PROBLÈMES À RÉSOUDRE:
**a)** Selon l'extrait sur les métavers, qu'est-ce qui rend la régulation des interactions particulièrement complexe dans ces espaces ? Répondez en une à trois phrases.
**b)** Dans l'extrait, quelle solution déjà envisagée pour les contenus générés par IA est mentionnée ?
**c)** Transformez en liste le paragraphe de l'extrait qui commence par « Appréhender et réguler les interactions », en gardant ses faits principaux.
++++ EXTRAIT ++++
Des interactions physiques en trois dimensions
Comme pour certains jeux vidéo et autres mondes virtuels, le Métavers interroge sur les manières de modérer des comportements en ligne de plus en plus réalistes, notamment issus de la captation des comportements de l’individu qui est “derrière” l’avatar. Or, comme le note le Centre on Regulation in Europe (CERRE) dans un rapport sur les mondes virtuels, “[le] cadre juridique actuel s'attaque aux contenus illicites et préjudiciables en ligne (par le biais du DSA, par exemple). La notion de contenu fait référence aux produits et services, ainsi qu'aux discours haineux ou aux fausses informations. Il n'est toutefois pas clair si le comportement des personnes (dans les contextes de réalité mixte) ou des avatars, correspondrait à cette notion et serait donc modéré". Avec le développement des agents logiciels automatiques ou semi-automatiques (ou “bots”) (cf. “Modèle publicitaire”) et de l’intelligence artificielle (IA), un autre enjeu émerge. Faut-il distinguer, dans les métavers, les relations entre humains, des relations entre un humain et une IA, des relations entre plusieurs IA ? Un comportement préjudiciable à l’encontre d’une IA est-il plus tolérable que lorsqu’il est dirigé vers un humain personnifié par un avatar ? Dès lors, comment faire la différence entre les deux ? Doit-il exister un moyen technique de savoir visuellement si on s’adresse à un autre humain ou à un système d’IA ? À cet égard, les discussions actuelles autour des IA génératives pourraient être éclairantes. Plusieurs solutions sont d’ores et déjà envisagées, comme l'obligation d’apposer un filigrane sur les contenus générés par IA.
Des interactions sociales en temps réel
Appréhender et réguler les interactions dans les métavers est d’autant plus complexe que ces dernières ont lieu en temps réel. S’il est possible, grâce à des algorithmes d’intelligence artificielle, de repérer des textes, des images ou des vidéos illicites ou préjudiciables, dans les secondes qui suivent leur publication (voire qui la précèdent, dans certains cas), la tâche peut s’avérer plus complexe lorsqu’il s’agit de gestes réalisés ou de paroles prononcées en direct. L’expérience des jeux vidéo et mondes virtuels doit une fois de plus nous éclairer. Des systèmes de régulation des comportements existent du simple fait que ces derniers autorisent ou non certains gestes, postures et comportements. Second Life est à ce titre un bon exemple, puisque si l’architecture technique du monde virtuel, soit son code, permet ou non des comportements, ceux-ci sont ensuite modérés en fonction des espaces qui sont explorés par l’avatar. Autrement dit, les propriétaires ou locataires des différentes régions ou espaces du monde virtuel de Second Life ont la possibilité d’agir sur les droits qu’ils accordent à un usager, que cela concerne la production d’objets ou les comportements. Ainsi, s’il est par exemple possible de voler dans certaines zones (ce qui est autorisé dans les fonctionnalités de base du monde, dans son code), d’autres espaces interdisent cette fonctionnalité et obligent les avatars à marcher. Dans d’autres cas, un avatar peut passer “à travers” le corps des autres avatars, quand ça ne sera pas possible ailleurs. Certaines animations des avatars, ou comportements, vont ainsi caractériser des zones réservées à un public majeur.
++++ DONNÉES FOURNIES ++++
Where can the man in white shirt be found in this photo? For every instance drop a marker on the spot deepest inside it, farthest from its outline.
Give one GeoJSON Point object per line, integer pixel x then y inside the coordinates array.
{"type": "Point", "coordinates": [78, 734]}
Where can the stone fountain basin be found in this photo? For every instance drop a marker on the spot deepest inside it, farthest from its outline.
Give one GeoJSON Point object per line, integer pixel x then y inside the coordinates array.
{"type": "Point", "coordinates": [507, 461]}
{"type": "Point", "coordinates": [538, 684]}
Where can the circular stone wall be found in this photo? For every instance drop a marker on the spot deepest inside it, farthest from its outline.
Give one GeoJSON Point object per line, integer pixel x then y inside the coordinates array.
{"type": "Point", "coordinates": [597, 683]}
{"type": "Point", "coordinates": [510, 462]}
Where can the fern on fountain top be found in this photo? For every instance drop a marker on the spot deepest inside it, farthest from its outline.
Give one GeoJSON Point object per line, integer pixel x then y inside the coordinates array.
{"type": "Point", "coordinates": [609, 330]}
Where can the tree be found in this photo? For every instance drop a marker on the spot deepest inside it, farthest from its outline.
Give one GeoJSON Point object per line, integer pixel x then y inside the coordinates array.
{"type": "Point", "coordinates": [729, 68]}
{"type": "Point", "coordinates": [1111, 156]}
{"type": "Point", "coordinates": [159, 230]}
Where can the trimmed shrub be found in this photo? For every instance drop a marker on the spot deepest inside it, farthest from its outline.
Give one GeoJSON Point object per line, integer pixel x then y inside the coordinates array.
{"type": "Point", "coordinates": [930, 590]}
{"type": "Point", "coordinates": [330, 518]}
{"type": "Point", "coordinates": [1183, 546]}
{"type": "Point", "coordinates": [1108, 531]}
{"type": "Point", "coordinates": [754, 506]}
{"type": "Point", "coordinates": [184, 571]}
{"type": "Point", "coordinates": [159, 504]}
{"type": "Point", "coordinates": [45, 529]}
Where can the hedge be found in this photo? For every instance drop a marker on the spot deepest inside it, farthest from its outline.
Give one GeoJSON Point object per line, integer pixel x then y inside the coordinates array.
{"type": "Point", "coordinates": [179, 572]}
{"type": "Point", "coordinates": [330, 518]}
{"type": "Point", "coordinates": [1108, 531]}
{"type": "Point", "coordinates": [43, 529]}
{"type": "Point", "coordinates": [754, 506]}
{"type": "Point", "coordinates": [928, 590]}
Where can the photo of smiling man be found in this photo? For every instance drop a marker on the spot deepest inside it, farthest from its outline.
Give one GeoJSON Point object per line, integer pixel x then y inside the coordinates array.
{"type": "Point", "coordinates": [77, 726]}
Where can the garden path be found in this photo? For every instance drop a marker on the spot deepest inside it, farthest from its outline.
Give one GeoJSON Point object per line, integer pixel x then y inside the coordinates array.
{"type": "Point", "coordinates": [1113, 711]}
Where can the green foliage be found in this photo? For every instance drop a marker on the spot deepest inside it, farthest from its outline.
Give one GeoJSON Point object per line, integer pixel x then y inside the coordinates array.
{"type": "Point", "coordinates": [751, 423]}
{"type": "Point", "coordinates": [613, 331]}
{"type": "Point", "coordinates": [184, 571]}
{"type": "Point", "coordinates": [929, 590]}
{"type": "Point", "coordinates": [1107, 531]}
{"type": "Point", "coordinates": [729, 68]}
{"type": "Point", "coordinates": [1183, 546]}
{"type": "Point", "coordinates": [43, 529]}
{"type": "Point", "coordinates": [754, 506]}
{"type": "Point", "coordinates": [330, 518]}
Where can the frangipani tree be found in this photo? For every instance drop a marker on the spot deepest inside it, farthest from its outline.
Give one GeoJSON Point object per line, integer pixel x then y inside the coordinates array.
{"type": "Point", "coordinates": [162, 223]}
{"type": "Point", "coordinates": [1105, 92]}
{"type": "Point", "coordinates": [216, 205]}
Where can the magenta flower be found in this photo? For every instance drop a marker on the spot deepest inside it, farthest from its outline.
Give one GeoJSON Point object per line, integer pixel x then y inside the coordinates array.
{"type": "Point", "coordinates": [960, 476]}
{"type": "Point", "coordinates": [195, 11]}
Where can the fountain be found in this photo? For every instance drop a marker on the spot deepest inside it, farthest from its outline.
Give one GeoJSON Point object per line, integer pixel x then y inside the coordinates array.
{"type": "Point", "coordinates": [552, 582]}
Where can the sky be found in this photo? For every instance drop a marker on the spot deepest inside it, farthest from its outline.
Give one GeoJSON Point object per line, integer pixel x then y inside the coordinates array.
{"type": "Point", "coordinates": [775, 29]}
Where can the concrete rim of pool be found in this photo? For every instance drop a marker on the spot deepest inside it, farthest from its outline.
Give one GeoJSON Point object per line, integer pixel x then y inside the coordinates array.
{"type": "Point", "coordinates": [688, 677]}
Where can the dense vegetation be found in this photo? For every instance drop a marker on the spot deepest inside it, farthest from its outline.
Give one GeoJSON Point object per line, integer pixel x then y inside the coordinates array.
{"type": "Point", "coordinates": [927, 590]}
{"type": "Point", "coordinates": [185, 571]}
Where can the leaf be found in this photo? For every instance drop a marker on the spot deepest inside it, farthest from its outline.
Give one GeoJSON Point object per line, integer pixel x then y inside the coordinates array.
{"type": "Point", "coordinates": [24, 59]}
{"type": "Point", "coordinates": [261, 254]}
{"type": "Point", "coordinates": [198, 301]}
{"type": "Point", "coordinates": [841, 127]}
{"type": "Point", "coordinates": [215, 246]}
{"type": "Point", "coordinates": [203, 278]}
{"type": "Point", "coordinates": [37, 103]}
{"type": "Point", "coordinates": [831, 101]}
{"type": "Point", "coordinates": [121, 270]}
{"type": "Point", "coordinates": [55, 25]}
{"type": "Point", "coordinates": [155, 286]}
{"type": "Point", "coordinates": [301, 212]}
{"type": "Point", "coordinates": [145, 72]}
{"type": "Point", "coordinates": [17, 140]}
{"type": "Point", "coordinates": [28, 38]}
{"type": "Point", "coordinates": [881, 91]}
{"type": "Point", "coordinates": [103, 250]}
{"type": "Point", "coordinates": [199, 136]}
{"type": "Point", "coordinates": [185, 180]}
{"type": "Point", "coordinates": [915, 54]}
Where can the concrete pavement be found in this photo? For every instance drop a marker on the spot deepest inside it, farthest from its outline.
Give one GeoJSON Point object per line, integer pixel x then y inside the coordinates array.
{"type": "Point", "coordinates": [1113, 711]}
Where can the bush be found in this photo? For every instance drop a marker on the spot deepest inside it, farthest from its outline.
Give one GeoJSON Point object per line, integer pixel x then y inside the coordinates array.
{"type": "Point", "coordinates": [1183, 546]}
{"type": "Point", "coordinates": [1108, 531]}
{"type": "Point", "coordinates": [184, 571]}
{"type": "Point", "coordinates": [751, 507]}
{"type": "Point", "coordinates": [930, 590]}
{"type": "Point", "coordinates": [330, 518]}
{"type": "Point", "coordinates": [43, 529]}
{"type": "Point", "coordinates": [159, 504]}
++++
RÉPONSES PROPOSÉES:
**a)** Ces interactions ont lieu en temps réel. Des algorithmes d'intelligence artificielle peuvent repérer des textes, des images ou des vidéos illicites ou préjudiciables dans les secondes qui suivent leur publication. La tâche est plus complexe pour des gestes réalisés ou des paroles prononcées en direct.

**b)** L'obligation d'apposer un filigrane sur les contenus générés par IA.

**c)**
- Les interactions dans les métavers ont lieu en temps réel, ce qui rend leur appréhension et leur régulation plus complexes.
- Des algorithmes d'IA repèrent des textes, images ou vidéos illicites ou préjudiciables dans les secondes qui suivent leur publication, parfois même avant. La tâche est plus difficile pour des gestes ou des paroles en direct.
- Les jeux vidéo et mondes virtuels régulent déjà les comportements en autorisant ou non certains gestes, postures et comportements.
- Dans Second Life, le code permet ou non certains comportements, qui sont ensuite modérés selon les espaces explorés par l'avatar.
- Les propriétaires ou locataires des régions de Second Life peuvent agir sur les droits accordés à un usager, pour la production d'objets comme pour les comportements.
- Voler est possible dans certaines zones, mais d'autres espaces l'interdisent et obligent les avatars à marcher.
- Passer « à travers » le corps d'autres avatars est permis dans certains cas et impossible ailleurs.
- Certaines animations ou certains comportements caractérisent des zones réservées à un public majeur.